**** Data for processing ****

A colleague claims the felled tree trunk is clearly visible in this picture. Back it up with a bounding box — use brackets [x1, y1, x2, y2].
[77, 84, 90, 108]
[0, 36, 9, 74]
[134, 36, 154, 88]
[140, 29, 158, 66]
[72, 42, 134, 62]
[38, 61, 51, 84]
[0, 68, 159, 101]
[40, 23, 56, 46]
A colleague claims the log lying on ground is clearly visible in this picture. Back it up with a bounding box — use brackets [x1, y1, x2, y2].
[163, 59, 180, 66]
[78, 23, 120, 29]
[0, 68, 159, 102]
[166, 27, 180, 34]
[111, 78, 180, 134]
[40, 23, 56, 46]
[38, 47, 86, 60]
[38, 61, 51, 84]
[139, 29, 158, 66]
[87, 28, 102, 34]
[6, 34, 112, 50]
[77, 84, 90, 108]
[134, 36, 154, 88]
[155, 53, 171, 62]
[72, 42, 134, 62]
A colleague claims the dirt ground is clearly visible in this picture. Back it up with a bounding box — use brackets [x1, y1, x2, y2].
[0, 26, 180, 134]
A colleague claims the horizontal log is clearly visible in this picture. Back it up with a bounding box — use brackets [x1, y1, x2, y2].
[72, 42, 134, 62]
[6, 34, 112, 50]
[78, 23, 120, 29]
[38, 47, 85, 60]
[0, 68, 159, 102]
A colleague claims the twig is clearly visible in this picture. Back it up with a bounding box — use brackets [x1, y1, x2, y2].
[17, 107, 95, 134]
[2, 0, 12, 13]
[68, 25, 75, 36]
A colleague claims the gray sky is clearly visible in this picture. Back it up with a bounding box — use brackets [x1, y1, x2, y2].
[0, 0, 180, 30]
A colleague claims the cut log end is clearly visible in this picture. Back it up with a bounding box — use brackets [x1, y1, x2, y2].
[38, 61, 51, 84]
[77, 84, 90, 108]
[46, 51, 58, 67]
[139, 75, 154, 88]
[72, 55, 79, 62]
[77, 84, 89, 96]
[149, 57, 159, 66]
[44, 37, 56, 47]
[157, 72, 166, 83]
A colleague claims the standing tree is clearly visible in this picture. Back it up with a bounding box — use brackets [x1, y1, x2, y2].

****

Give the rows starting at the line containing "A colleague claims the cut" and ending at the line containing "[77, 84, 89, 96]" as a JSON list of strings, one string per line. Leave out any blank lines.

[
  "A colleague claims the cut log end is clearly visible in this picture. Back it up with a bounding box — use brackets [x1, y1, x2, y2].",
  "[38, 61, 51, 84]",
  "[77, 84, 90, 108]",
  "[46, 51, 58, 67]",
  "[139, 75, 154, 88]",
  "[72, 55, 79, 62]",
  "[77, 84, 89, 96]"
]